Set of tasks ▸
A – According to the account of Agnes, in what year did she arrive in Yellowknife?
B – Retype the stretch of the account of Agnes from "Agnes was married" through "much at first." word for word.

Text provided START

Agnes spoke in a story-teller's tone, pausing every so often.

"We'd look for cans, any kind of can. You make a cup out of it or whatever. So that showed you we didn't have much.

"We didn't have a fridge in those days, not even a cooler. Some people were pitiful and sometimes it was tough but I mean, you have to work hard for the family so they have a decent meal a day. When I had a can of stew I had a big meal for my kids.

"I tell you it was lots. no welfare so it was hard."

Agnes was married three times, she has 14 children, about 40 grandchildren and 12 great-grandchildren.

She met and married her first husband in Rocher River.

"And then the school burned down and we had to move to Fort Resolution otherwise they were going to take our kids away from us, to a residential school," Agnes explained. "But Fort Res wasn't any better."

Moving to Yellowknife

Agnes decided to try and make a better life for her and her children. She moved to the booming town of Yellowknife.

"I chartered a plane for my kids from Fort Resolution and we've been here in Yellowknife ever since."

It was 1969 and the city was sparse compared to today. But it was still a town of too many faces, too many names and too many buildings for Agnes when she walked off the plane. It was almost too much at first.

Text provided END
Study material START

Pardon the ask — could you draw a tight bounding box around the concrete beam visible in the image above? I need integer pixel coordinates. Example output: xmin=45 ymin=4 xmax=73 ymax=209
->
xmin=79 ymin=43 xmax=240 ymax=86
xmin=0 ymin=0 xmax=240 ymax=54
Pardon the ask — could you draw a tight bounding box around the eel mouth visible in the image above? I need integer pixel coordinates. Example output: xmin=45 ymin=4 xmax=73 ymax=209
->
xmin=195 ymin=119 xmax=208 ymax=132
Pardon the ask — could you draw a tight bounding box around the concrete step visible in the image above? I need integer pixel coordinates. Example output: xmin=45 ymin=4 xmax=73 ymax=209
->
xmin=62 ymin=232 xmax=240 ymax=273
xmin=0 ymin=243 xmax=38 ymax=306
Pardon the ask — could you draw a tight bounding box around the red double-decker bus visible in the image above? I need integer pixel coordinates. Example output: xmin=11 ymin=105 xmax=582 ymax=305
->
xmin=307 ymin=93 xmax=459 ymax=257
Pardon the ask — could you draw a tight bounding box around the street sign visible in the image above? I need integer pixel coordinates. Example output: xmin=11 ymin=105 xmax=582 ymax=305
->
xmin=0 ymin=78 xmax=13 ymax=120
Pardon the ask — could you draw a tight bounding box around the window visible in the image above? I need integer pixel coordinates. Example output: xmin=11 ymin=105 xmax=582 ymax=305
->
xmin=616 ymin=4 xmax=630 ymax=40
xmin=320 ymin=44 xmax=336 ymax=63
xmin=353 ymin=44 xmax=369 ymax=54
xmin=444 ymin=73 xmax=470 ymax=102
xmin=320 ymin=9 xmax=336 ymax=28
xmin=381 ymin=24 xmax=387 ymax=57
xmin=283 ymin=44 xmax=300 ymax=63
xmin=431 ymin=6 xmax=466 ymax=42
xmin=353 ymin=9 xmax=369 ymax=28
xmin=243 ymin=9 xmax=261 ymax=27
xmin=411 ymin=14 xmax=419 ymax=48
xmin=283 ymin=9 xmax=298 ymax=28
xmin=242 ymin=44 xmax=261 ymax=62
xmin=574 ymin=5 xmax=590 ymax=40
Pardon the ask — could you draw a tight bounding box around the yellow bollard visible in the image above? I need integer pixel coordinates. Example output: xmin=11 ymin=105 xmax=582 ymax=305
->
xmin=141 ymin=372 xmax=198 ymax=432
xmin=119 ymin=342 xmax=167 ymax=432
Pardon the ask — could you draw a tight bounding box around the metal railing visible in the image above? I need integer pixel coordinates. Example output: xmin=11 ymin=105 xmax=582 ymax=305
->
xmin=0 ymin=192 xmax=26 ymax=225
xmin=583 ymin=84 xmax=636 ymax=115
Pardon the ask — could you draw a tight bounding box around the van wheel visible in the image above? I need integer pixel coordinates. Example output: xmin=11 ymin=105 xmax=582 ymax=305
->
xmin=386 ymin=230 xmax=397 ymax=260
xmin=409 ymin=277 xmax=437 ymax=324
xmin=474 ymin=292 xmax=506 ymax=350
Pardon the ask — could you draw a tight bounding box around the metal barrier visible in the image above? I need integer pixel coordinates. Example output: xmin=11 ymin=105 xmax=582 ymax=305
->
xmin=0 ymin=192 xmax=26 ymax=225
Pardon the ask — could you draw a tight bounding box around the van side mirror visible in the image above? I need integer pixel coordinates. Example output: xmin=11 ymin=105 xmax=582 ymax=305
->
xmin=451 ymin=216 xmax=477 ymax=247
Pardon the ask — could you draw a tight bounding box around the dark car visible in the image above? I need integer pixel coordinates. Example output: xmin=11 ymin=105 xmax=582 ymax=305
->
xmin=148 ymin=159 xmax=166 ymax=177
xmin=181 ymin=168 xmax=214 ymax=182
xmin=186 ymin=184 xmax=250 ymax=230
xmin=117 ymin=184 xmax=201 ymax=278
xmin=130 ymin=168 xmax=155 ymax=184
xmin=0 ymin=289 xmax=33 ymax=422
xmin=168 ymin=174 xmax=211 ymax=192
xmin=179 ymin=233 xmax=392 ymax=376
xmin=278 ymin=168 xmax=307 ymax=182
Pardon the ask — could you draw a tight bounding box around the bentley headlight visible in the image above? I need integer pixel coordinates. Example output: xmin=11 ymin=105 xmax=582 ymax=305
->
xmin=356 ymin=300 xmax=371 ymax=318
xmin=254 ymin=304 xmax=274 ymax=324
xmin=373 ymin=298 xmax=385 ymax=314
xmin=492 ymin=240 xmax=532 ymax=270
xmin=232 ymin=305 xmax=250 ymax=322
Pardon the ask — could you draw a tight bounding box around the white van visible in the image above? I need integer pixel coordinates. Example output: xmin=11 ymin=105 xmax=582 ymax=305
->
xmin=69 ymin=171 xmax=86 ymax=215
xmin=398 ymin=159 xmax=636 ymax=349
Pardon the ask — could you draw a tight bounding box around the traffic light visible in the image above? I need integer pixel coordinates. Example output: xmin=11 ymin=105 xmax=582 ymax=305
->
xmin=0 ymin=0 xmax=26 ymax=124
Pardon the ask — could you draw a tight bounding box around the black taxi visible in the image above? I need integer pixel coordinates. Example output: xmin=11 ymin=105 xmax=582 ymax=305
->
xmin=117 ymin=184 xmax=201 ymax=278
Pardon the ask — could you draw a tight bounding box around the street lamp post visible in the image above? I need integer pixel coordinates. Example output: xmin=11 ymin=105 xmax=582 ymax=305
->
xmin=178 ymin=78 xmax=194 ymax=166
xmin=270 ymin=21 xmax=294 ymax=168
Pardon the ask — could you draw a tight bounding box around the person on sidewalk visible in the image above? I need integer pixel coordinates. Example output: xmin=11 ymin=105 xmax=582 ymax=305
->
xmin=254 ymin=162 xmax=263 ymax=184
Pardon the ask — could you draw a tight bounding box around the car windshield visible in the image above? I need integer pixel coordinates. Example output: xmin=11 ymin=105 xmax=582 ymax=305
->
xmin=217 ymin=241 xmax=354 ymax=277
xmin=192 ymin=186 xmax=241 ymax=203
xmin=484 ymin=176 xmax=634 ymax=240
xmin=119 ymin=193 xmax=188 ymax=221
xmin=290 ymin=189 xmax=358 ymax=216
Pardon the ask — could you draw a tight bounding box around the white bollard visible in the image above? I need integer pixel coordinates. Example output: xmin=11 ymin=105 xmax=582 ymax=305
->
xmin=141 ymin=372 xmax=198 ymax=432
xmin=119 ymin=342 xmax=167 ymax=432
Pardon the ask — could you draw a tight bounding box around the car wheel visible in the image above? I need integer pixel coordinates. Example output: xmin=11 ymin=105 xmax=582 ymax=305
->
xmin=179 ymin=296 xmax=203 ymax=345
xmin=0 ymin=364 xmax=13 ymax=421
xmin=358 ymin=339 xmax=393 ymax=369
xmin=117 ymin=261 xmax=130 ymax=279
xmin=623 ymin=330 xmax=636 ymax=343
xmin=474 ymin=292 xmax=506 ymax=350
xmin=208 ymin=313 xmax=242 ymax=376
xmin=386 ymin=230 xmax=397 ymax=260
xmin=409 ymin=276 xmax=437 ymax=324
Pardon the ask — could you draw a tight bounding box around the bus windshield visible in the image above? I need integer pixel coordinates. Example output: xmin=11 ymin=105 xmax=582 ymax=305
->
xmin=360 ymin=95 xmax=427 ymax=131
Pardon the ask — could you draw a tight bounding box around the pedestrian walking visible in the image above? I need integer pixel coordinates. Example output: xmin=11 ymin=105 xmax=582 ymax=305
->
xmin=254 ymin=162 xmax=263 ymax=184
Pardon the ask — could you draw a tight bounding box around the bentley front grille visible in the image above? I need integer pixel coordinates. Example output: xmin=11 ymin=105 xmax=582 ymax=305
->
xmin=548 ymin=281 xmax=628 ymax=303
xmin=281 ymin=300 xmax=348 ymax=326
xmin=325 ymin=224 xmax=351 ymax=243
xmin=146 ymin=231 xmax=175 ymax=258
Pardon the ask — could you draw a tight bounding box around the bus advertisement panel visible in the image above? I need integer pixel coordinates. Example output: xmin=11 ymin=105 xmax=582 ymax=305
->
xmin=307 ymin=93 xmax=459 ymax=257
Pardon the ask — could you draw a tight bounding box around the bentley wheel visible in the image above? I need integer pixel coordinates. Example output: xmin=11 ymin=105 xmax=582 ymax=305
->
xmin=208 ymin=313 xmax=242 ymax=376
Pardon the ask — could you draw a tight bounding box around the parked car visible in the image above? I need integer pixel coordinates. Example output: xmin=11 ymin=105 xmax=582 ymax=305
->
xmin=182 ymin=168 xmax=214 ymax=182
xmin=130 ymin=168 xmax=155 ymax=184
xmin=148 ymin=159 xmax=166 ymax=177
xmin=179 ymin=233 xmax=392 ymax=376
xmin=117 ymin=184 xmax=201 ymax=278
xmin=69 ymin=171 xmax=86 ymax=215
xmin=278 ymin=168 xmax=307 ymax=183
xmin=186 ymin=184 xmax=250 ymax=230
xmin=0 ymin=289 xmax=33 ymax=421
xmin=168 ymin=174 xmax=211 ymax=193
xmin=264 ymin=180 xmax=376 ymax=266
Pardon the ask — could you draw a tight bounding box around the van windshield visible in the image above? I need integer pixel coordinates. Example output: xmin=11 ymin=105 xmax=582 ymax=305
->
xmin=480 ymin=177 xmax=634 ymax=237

Study material END

Answer list ▸
A – 1969

B –
Agnes was married three times, she has 14 children, about 40 grandchildren and 12 great-grandchildren.

She met and married her first husband in Rocher River.

"And then the school burned down and we had to move to Fort Resolution otherwise they were going to take our kids away from us, to a residential school," Agnes explained. "But Fort Res wasn't any better."

Moving to Yellowknife

Agnes decided to try and make a better life for her and her children. She moved to the booming town of Yellowknife.

"I chartered a plane for my kids from Fort Resolution and we've been here in Yellowknife ever since."

It was 1969 and the city was sparse compared to today. But it was still a town of too many faces, too many names and too many buildings for Agnes when she walked off the plane. It was almost too much at first.